>> BEGIN

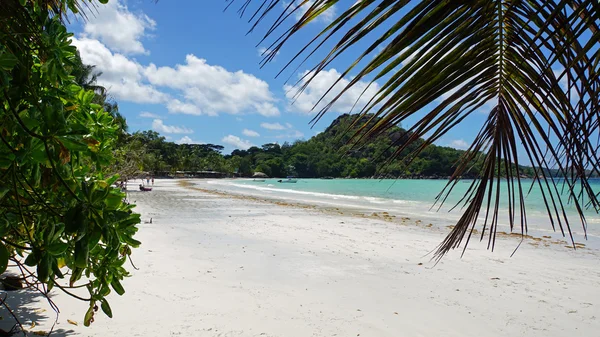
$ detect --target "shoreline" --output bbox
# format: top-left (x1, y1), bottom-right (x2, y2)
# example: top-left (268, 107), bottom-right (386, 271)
top-left (179, 179), bottom-right (600, 253)
top-left (0, 180), bottom-right (600, 337)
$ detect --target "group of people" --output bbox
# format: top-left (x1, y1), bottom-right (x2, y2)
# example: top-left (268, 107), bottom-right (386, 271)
top-left (140, 177), bottom-right (154, 191)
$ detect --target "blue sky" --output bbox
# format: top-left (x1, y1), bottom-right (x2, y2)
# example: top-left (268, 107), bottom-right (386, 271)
top-left (69, 0), bottom-right (485, 153)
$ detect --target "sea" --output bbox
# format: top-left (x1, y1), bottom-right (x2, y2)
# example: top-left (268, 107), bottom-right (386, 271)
top-left (208, 179), bottom-right (600, 243)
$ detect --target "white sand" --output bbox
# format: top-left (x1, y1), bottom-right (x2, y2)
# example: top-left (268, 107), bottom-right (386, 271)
top-left (3, 180), bottom-right (600, 337)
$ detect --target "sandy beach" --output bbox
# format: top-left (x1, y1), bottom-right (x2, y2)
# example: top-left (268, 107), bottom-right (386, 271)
top-left (2, 180), bottom-right (600, 337)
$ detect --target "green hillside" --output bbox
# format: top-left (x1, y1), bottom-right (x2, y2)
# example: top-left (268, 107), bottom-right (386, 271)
top-left (124, 114), bottom-right (544, 178)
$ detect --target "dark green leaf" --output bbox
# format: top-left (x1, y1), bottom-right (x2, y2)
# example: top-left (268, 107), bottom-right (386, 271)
top-left (100, 298), bottom-right (112, 318)
top-left (0, 242), bottom-right (9, 274)
top-left (110, 278), bottom-right (125, 295)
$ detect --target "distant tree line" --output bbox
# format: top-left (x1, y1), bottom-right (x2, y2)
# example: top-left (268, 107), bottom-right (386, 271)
top-left (121, 114), bottom-right (576, 178)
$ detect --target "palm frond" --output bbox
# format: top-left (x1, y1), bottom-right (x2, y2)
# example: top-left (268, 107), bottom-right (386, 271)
top-left (230, 0), bottom-right (600, 257)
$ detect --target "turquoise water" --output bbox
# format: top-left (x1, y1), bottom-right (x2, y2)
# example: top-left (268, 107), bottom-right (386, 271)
top-left (215, 179), bottom-right (600, 238)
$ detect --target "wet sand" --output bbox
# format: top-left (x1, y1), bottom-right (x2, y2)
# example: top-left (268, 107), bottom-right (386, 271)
top-left (5, 180), bottom-right (600, 337)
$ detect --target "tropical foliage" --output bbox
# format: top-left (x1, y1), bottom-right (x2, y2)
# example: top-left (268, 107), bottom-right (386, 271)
top-left (120, 114), bottom-right (556, 178)
top-left (0, 0), bottom-right (140, 325)
top-left (231, 0), bottom-right (600, 257)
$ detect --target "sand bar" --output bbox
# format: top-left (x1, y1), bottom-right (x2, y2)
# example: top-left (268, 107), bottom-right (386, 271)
top-left (2, 180), bottom-right (600, 337)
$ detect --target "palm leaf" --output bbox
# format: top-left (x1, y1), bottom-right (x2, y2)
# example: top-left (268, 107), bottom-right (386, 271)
top-left (230, 0), bottom-right (600, 257)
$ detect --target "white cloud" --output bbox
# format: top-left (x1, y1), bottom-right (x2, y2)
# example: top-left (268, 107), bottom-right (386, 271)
top-left (167, 99), bottom-right (211, 116)
top-left (258, 47), bottom-right (279, 59)
top-left (152, 119), bottom-right (194, 133)
top-left (175, 136), bottom-right (202, 144)
top-left (275, 130), bottom-right (304, 139)
top-left (242, 129), bottom-right (260, 137)
top-left (260, 123), bottom-right (286, 130)
top-left (221, 135), bottom-right (254, 150)
top-left (72, 37), bottom-right (168, 103)
top-left (144, 54), bottom-right (279, 116)
top-left (83, 0), bottom-right (156, 54)
top-left (283, 68), bottom-right (379, 114)
top-left (140, 111), bottom-right (162, 118)
top-left (449, 139), bottom-right (469, 150)
top-left (292, 0), bottom-right (338, 23)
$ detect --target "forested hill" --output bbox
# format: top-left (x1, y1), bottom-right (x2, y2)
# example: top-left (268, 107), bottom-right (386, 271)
top-left (231, 114), bottom-right (476, 178)
top-left (128, 114), bottom-right (544, 178)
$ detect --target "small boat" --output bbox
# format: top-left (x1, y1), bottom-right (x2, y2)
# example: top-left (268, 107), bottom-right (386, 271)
top-left (140, 184), bottom-right (152, 192)
top-left (277, 177), bottom-right (298, 183)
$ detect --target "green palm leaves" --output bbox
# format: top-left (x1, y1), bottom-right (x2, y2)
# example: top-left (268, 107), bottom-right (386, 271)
top-left (234, 0), bottom-right (600, 257)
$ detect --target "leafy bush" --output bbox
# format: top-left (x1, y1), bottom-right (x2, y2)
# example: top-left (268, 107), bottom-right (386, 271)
top-left (0, 2), bottom-right (140, 325)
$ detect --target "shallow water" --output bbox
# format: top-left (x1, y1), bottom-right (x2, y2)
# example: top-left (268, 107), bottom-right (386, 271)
top-left (208, 179), bottom-right (600, 243)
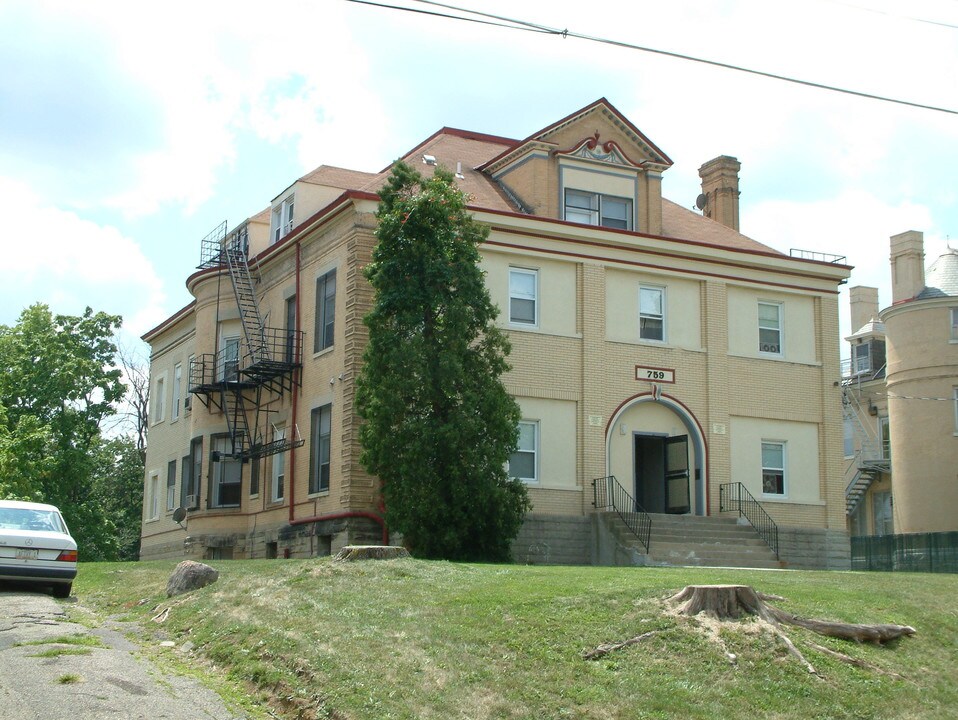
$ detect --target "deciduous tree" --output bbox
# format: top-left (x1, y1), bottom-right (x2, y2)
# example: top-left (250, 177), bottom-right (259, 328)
top-left (357, 163), bottom-right (529, 561)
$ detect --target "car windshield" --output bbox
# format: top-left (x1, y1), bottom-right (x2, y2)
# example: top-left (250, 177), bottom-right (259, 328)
top-left (0, 508), bottom-right (66, 532)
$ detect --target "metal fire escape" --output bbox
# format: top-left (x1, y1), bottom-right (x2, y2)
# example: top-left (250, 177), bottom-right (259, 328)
top-left (842, 367), bottom-right (891, 515)
top-left (190, 221), bottom-right (305, 460)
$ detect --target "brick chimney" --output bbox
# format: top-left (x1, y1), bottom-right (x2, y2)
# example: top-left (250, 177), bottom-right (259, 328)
top-left (891, 230), bottom-right (925, 304)
top-left (699, 155), bottom-right (742, 230)
top-left (848, 285), bottom-right (878, 334)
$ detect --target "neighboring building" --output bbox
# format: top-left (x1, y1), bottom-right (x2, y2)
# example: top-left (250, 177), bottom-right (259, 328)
top-left (142, 99), bottom-right (850, 567)
top-left (843, 231), bottom-right (958, 535)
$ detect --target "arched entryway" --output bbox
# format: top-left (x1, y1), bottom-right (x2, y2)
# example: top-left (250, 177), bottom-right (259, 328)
top-left (606, 392), bottom-right (709, 515)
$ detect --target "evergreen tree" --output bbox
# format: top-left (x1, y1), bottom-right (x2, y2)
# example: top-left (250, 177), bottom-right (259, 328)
top-left (357, 163), bottom-right (530, 561)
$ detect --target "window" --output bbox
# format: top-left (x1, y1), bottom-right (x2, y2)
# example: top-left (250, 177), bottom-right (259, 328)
top-left (509, 268), bottom-right (539, 326)
top-left (758, 302), bottom-right (782, 355)
top-left (272, 195), bottom-right (294, 243)
top-left (216, 335), bottom-right (239, 380)
top-left (210, 435), bottom-right (243, 507)
top-left (153, 378), bottom-right (166, 423)
top-left (286, 295), bottom-right (300, 364)
top-left (762, 441), bottom-right (785, 496)
top-left (313, 270), bottom-right (336, 352)
top-left (269, 427), bottom-right (286, 502)
top-left (309, 405), bottom-right (333, 493)
top-left (565, 190), bottom-right (632, 230)
top-left (878, 417), bottom-right (891, 460)
top-left (509, 420), bottom-right (539, 483)
top-left (639, 287), bottom-right (665, 342)
top-left (170, 363), bottom-right (183, 420)
top-left (852, 342), bottom-right (872, 375)
top-left (166, 460), bottom-right (176, 512)
top-left (249, 458), bottom-right (263, 497)
top-left (183, 355), bottom-right (199, 411)
top-left (842, 417), bottom-right (855, 458)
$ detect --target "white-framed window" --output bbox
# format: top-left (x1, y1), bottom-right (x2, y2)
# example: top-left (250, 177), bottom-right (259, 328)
top-left (878, 415), bottom-right (891, 460)
top-left (146, 470), bottom-right (160, 520)
top-left (758, 302), bottom-right (782, 355)
top-left (183, 355), bottom-right (196, 412)
top-left (639, 285), bottom-right (665, 342)
top-left (153, 378), bottom-right (166, 424)
top-left (272, 195), bottom-right (295, 243)
top-left (564, 189), bottom-right (632, 230)
top-left (309, 405), bottom-right (333, 494)
top-left (216, 335), bottom-right (240, 380)
top-left (170, 363), bottom-right (183, 421)
top-left (762, 440), bottom-right (785, 497)
top-left (210, 435), bottom-right (243, 507)
top-left (852, 341), bottom-right (872, 375)
top-left (269, 427), bottom-right (286, 502)
top-left (313, 270), bottom-right (336, 353)
top-left (509, 268), bottom-right (539, 327)
top-left (842, 417), bottom-right (855, 458)
top-left (509, 420), bottom-right (539, 483)
top-left (166, 460), bottom-right (176, 512)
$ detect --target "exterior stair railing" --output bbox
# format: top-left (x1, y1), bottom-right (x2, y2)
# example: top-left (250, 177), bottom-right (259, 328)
top-left (719, 483), bottom-right (780, 560)
top-left (592, 475), bottom-right (652, 553)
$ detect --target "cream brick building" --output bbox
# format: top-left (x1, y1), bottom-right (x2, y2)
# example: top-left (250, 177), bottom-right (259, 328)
top-left (142, 99), bottom-right (850, 566)
top-left (845, 231), bottom-right (958, 535)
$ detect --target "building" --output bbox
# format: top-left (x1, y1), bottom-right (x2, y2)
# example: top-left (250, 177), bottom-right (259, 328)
top-left (142, 99), bottom-right (850, 566)
top-left (846, 231), bottom-right (958, 535)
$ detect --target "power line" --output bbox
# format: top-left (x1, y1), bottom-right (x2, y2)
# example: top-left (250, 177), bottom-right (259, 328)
top-left (346, 0), bottom-right (958, 115)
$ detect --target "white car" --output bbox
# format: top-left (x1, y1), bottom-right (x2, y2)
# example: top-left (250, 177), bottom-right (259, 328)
top-left (0, 500), bottom-right (77, 598)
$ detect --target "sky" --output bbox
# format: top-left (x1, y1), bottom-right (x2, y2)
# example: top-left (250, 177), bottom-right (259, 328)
top-left (0, 0), bottom-right (958, 358)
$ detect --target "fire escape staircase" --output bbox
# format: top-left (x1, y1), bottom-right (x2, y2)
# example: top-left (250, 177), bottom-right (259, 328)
top-left (842, 383), bottom-right (891, 516)
top-left (190, 217), bottom-right (305, 460)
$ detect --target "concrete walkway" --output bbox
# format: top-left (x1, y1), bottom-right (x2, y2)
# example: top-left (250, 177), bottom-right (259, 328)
top-left (0, 586), bottom-right (247, 720)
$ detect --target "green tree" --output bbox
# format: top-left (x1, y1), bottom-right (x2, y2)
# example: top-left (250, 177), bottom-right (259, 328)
top-left (0, 304), bottom-right (125, 559)
top-left (92, 435), bottom-right (143, 560)
top-left (356, 163), bottom-right (530, 561)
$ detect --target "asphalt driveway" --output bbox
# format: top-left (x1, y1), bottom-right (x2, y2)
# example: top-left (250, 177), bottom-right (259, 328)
top-left (0, 585), bottom-right (246, 720)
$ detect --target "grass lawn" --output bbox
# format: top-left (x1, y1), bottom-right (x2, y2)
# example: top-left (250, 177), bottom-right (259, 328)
top-left (74, 558), bottom-right (958, 720)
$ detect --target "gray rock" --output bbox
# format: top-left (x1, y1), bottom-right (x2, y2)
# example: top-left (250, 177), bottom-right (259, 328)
top-left (166, 560), bottom-right (220, 597)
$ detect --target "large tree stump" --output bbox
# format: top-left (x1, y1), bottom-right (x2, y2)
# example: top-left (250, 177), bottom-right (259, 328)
top-left (333, 545), bottom-right (409, 562)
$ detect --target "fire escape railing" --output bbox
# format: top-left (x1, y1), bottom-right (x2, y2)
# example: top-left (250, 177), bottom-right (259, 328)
top-left (719, 483), bottom-right (779, 559)
top-left (592, 475), bottom-right (652, 553)
top-left (190, 222), bottom-right (305, 459)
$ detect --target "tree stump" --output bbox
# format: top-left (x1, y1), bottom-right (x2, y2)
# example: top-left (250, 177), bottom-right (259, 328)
top-left (334, 545), bottom-right (409, 561)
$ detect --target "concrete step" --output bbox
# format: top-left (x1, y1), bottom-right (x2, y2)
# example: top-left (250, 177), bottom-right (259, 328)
top-left (604, 513), bottom-right (782, 568)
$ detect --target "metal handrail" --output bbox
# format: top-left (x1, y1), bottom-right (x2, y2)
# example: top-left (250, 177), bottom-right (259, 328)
top-left (592, 475), bottom-right (652, 553)
top-left (719, 483), bottom-right (779, 559)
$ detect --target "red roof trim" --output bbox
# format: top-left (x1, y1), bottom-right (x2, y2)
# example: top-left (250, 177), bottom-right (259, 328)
top-left (469, 205), bottom-right (853, 277)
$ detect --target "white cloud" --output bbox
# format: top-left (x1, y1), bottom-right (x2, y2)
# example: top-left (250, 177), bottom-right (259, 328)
top-left (0, 177), bottom-right (165, 335)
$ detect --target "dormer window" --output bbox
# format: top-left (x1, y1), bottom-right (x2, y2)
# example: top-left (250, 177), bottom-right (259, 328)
top-left (271, 195), bottom-right (294, 243)
top-left (565, 189), bottom-right (632, 230)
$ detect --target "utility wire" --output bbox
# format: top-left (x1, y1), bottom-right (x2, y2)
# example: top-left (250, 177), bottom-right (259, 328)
top-left (346, 0), bottom-right (958, 115)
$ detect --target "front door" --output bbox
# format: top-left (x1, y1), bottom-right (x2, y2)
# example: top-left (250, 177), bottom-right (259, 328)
top-left (665, 435), bottom-right (692, 514)
top-left (634, 434), bottom-right (692, 514)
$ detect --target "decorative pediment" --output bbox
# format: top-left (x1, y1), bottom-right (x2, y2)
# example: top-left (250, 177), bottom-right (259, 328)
top-left (554, 130), bottom-right (639, 167)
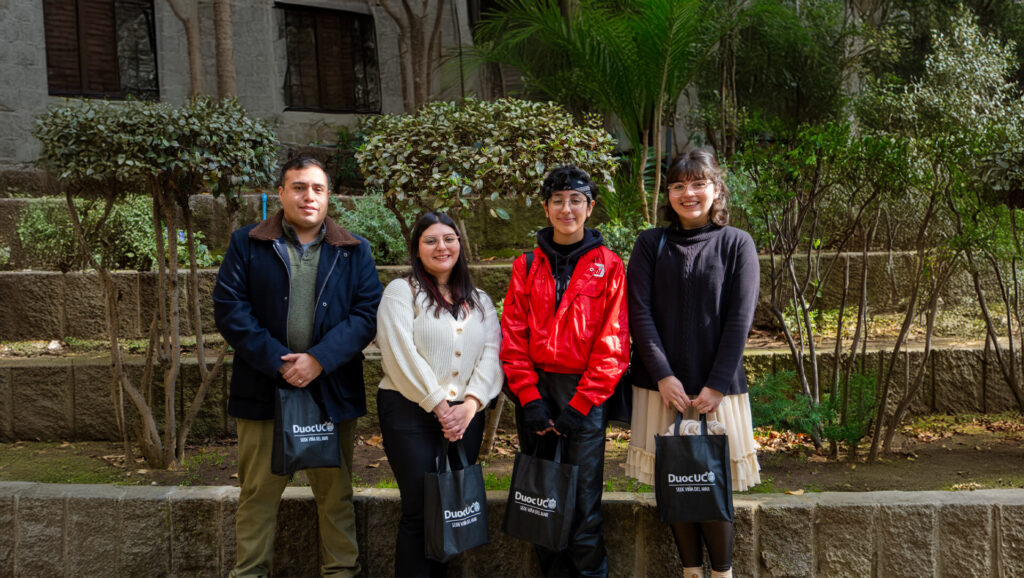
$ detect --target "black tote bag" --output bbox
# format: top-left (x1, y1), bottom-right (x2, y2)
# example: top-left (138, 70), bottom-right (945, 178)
top-left (423, 440), bottom-right (490, 562)
top-left (270, 387), bottom-right (341, 476)
top-left (654, 414), bottom-right (732, 524)
top-left (502, 438), bottom-right (580, 550)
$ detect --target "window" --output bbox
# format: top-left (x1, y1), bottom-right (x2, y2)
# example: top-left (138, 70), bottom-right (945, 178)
top-left (43, 0), bottom-right (160, 99)
top-left (280, 5), bottom-right (381, 113)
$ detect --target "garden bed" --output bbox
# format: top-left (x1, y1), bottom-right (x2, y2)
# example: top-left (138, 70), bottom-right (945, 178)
top-left (0, 413), bottom-right (1024, 493)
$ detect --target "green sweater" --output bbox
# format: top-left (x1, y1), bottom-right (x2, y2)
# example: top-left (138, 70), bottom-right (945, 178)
top-left (282, 221), bottom-right (325, 354)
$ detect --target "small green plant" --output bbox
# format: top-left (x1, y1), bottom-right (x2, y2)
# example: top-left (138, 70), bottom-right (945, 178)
top-left (595, 220), bottom-right (647, 260)
top-left (331, 192), bottom-right (409, 264)
top-left (355, 98), bottom-right (616, 239)
top-left (17, 196), bottom-right (218, 273)
top-left (821, 373), bottom-right (878, 448)
top-left (483, 471), bottom-right (512, 490)
top-left (751, 370), bottom-right (825, 435)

>> END

» **Exercise**
Reproduce everything from the start of the rows down to and including the line that contains "top-left (140, 177), bottom-right (154, 191)", leaving the pictures out of your answer.

» **Solution to this task**
$ detect --target "shoreline" --output bbox
# format: top-left (x1, y1), bottom-right (x2, y2)
# example: top-left (268, 107), bottom-right (386, 271)
top-left (179, 179), bottom-right (600, 253)
top-left (0, 180), bottom-right (600, 337)
$ detect --target "group of people" --output bbox
# format: top-left (x1, y1), bottom-right (x2, y2)
# example: top-left (268, 107), bottom-right (386, 271)
top-left (140, 177), bottom-right (154, 191)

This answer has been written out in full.